Work required:
Give back the full listing exactly, setting the pictures aside.
[Start of Attachment]
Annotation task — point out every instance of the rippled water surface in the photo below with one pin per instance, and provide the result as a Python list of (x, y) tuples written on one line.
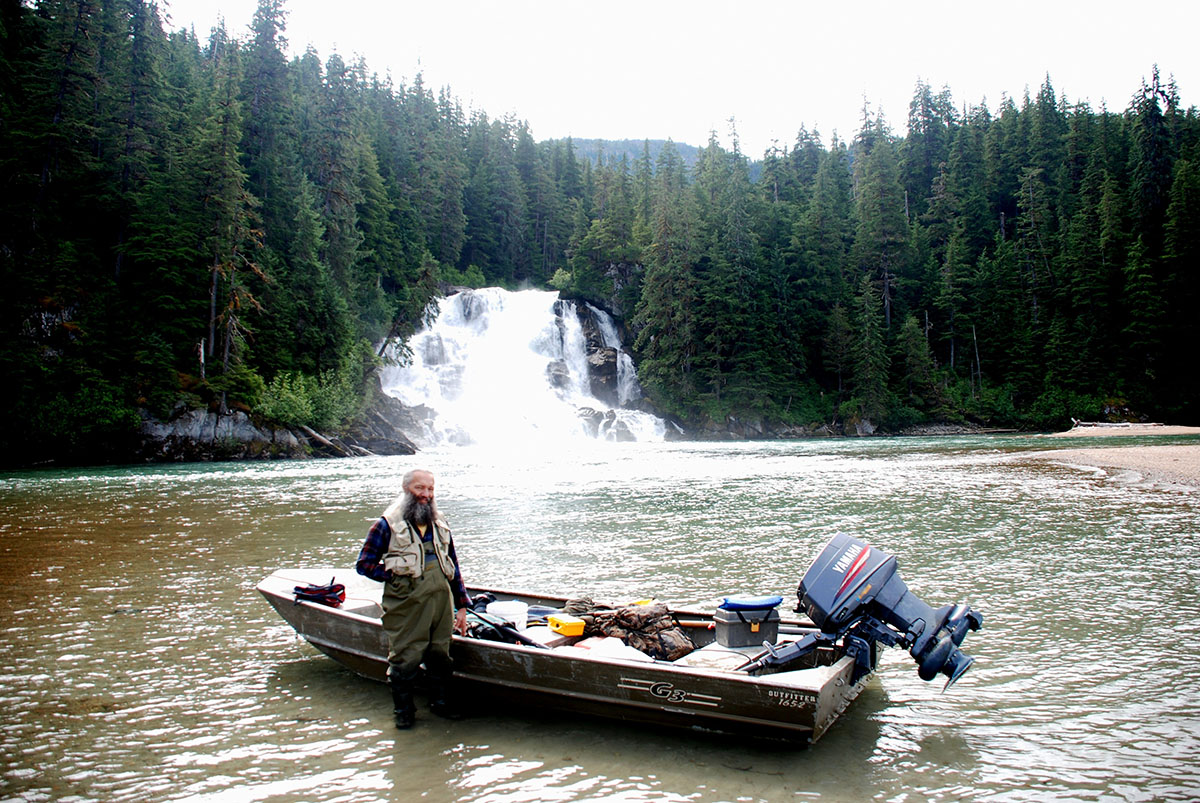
[(139, 663)]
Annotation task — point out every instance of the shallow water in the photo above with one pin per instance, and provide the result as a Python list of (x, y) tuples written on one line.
[(142, 665)]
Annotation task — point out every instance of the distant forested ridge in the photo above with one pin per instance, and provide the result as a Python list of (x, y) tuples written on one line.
[(207, 222)]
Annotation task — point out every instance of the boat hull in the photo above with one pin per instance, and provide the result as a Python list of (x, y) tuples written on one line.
[(797, 706)]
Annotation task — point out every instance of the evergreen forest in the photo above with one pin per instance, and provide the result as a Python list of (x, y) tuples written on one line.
[(207, 222)]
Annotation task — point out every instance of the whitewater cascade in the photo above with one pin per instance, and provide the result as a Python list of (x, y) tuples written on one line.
[(499, 367)]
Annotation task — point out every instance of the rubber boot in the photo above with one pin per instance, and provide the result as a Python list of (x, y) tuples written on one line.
[(403, 707)]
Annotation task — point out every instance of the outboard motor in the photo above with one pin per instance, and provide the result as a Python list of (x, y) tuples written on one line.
[(853, 593)]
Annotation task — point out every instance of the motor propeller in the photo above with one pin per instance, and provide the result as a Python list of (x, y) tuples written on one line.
[(853, 594)]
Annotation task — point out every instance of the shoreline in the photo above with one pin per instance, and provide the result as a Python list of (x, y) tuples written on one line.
[(1169, 463)]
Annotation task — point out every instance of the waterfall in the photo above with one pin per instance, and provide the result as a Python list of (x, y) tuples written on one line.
[(508, 369)]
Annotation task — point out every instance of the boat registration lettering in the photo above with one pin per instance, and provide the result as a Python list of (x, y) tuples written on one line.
[(669, 691), (791, 699)]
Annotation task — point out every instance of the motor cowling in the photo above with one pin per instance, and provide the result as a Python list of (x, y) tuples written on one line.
[(853, 588)]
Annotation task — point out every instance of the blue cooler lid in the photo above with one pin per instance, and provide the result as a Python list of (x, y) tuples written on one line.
[(750, 603)]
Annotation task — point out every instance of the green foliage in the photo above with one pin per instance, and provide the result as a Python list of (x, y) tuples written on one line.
[(472, 276), (179, 208), (298, 400)]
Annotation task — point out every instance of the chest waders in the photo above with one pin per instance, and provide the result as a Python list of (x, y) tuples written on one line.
[(418, 617)]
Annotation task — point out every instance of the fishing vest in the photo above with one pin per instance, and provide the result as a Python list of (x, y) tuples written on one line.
[(406, 550)]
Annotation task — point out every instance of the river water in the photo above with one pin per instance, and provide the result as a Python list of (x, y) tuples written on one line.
[(141, 665)]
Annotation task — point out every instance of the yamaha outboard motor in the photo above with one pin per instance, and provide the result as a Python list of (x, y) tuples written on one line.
[(853, 594)]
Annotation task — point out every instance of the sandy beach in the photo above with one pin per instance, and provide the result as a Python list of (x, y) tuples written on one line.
[(1164, 463)]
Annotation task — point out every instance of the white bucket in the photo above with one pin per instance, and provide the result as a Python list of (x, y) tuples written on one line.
[(511, 610)]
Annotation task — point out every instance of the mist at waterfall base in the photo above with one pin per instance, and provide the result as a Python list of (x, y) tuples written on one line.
[(510, 369)]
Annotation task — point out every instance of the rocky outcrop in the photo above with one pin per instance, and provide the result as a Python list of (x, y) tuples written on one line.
[(603, 375), (199, 435), (382, 426), (202, 435)]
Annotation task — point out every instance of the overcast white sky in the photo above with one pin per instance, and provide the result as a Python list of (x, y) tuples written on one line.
[(667, 69)]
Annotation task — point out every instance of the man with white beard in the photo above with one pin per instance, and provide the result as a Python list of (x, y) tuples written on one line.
[(411, 550)]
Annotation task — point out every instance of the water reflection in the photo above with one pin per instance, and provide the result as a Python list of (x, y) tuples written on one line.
[(139, 664)]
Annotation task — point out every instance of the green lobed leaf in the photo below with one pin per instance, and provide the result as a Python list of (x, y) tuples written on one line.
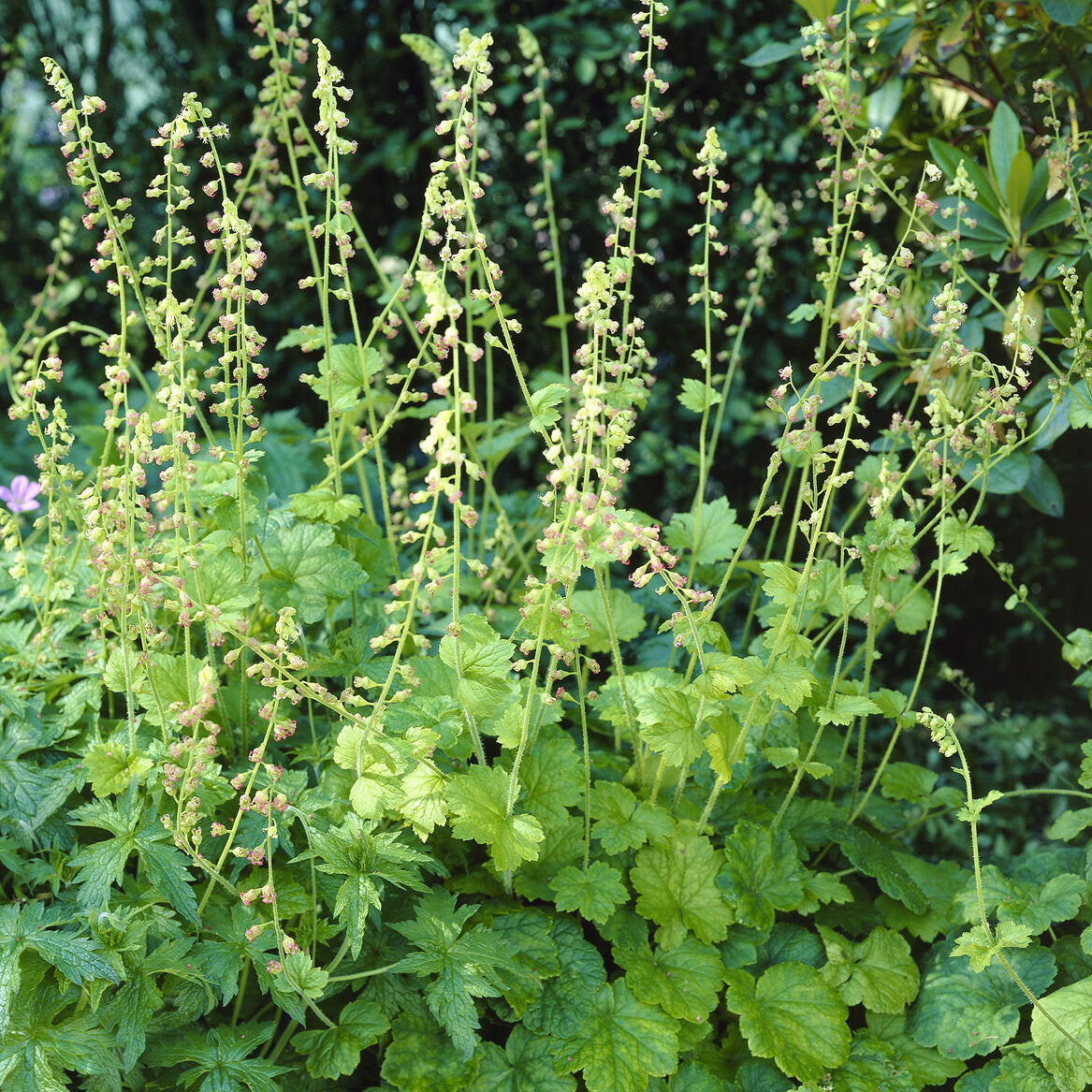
[End of Attachment]
Output of the task:
Annotation task — point out every instance of the rippled water surface in the photo below with one pin per instance, and provide the result as a Python list of (x, y) tuples written on one line.
[(139, 663)]
Annotation task — point out every instance of the shallow water in the photo above with one pin per instance, and provide the result as a Python list of (x, y) tuples written on one line.
[(142, 665)]
Annotation task — point out every instance of the distant forested ridge in the photo above with one pin per instance, and provide the result as a Python list of (x, y) tuples written on one line.
[(207, 222)]
Annotation task — point out every instance of the boat hull in the photo above with one pin per instance, and provide the result as a Python list of (x, y) tuples written on one line.
[(797, 706)]
Annotation task — point out every instance of the evergreen forest in the photo above with one pin per instance, and provide the result as a Python list of (x, y) tuples written on one line.
[(207, 222)]
Annotation task — point out every instance of the whitewater cascade in the photo above with one pin per instance, and provide the result as a Python list of (x, y) tuples written on one line.
[(499, 367)]
Annotation task — point out every instance of the rubber boot in the photo above with one pin per instance, and provide the result as a Python list of (x, y) tuples written on one line.
[(403, 707)]
Annotation task — point out every instance of the outboard motor in the photo above with one pin per instance, and provide the result as a Python list of (x, y) tuples written on one line.
[(853, 593)]
Annotation task — point out every instance of the motor propeller in the photo above with one pin per instance, and provide the result as a Python list of (x, y) tuples written on one line.
[(853, 594)]
Annotation task — point out every instance of the shoreline in the photo above with one pin per instance, and provide the result as a Python list of (x, y) tuples written on one line.
[(1169, 463)]
Annotation task — point out every instance of the waterfall in the photo above with one pin per instance, and provide the result as a Python list of (x, y) tuples written on one line.
[(508, 369)]
Annotation task — point out every instance of the boat registration lettering in the photo above with one pin per instance, and provide the result as a Python list of (x, y) tuples written on one line.
[(669, 691), (791, 699)]
Annotation task — point out every instance of the motor cowling in the photo above with one pin per instance, and provide the result as a Python list of (x, y) tuples written on one line.
[(853, 588)]
Annotation task — point out every instance of the blue cooler lid in the photo above with one pin per instance, and provide the result as a Python list of (x, y) tuples written on one line.
[(750, 603)]
Annotation task — point out every instance of the green foliage in the photo above with one pin per instance, and provide the result as a Python list of (x, y) tuples written on one line.
[(472, 276), (179, 208), (298, 400)]
Annotation task — point out every instance of the chest waders in the photo above with one pin per instance, and provide the result as a Python list of (x, y) tuples written on one line.
[(418, 617)]
Annotation task — point out every instance of the fishing vest in the photo above with one pin per instance, and provide the result as a Python list of (x, y) tuples written on one line.
[(406, 550)]
Annotation task — point out every instance of the river water in the photo above with one pin per instance, and provide the result as a Python list of (x, y) tuples written on one line.
[(141, 665)]
Annotation task — point out every instance of the yamaha outboard motor in the photo above with one pin per instance, and provide the result as a Python list of (x, y) tuples written on one line.
[(853, 594)]
Annotation task — point out every instance of the sandy beach in the photo above with one pin per instance, and provide the result as a Python list of (x, y) tuples written on one line.
[(1164, 463)]
Annotation task — point out every instance of the white bucket in the photo above with one pin per instance, and provide the result as a Python list of (x, y) tuples written on one line.
[(511, 610)]
Annotation task — point out every instance of the mist at waterfall base in the photo above with one pin per instance, and provide the result as a Python list of (x, y) tuples written on one line.
[(510, 369)]
Annotation task — point out every instance of the rocky outcrop in the photo above with one pin per instance, and provide the result as a Python list of (x, y) tuples written on one line.
[(603, 375), (199, 435), (382, 426), (202, 435)]
Annotation task — point out every instance of the overcast white sky in the photo above with one pin per instance, and provide the result as a Python list of (x, y) tuples written on one line.
[(667, 69)]
Annotation task — point out every instance of the man with white beard in the photo above with one pin per instance, and provide the result as a Python list of (x, y) tuples written on one line.
[(411, 550)]
Annotation task — point out every instance of the water reflection in the photo above with one pin per instance, and provide the result as a Python list of (x, y) tuples written on one line.
[(139, 664)]
Annotation task — point out every instance of the green lobed leaf in the photo below with one pin per instance, and provide the result as a Python list of (x, y) tuples written on one line.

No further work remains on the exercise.